Excerpts from a pointing dataset
══════════
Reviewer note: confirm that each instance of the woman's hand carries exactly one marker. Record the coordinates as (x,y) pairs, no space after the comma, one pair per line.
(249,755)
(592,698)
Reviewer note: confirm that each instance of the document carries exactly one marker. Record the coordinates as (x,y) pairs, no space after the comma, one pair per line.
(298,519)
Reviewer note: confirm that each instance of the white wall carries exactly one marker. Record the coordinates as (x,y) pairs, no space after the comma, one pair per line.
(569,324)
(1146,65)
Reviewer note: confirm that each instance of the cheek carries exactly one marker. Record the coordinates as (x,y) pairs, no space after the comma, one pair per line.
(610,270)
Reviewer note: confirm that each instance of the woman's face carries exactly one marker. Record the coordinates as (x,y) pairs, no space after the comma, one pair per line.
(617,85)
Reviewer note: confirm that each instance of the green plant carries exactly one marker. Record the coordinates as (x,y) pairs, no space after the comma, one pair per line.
══════════
▶ Task to carry out
Convert the records above into a Markdown table with two columns, Row and Line. Give each non-blank line its own row, numbered in order, and omit blank lines.

▶ Exercise solution
| Row | Line |
|---|---|
| 1 | Reviewer note: confirm that each instance of the woman's hand carries exactly one marker. Record the coordinates as (x,y) pairs, no space after the comma, one pair per line. |
| 2 | (249,755) |
| 3 | (592,698) |
| 4 | Reviewer note: confirm that each instance of the document carries exactly one marker. Record the coordinates as (x,y) pairs, no space after the comma, one pair per line. |
| 5 | (298,519) |
| 6 | Reviewer note: confirm that each instance of the white wall carries exactly one marker. Record the coordinates as (x,y) pairs, no space after the comma, one pair per line. |
| 7 | (569,324) |
| 8 | (1146,65) |
| 9 | Reviewer note: confirm that each instance of the cheek carries exactly one marker. Record the coordinates as (x,y) pairs, no space after the comma, one pair per line. |
| 10 | (610,270) |
| 11 | Reviewer note: confirm that each instance of the woman's face carries exactly one marker. Record the coordinates as (x,y) pairs, no space after the comma, one pair per line. |
| 12 | (617,85) |
| 13 | Reviewer note: confirm that each instance of the green plant carries exactly one marker. Record the coordinates as (x,y) pairs, no space after the comma, one pair per line. |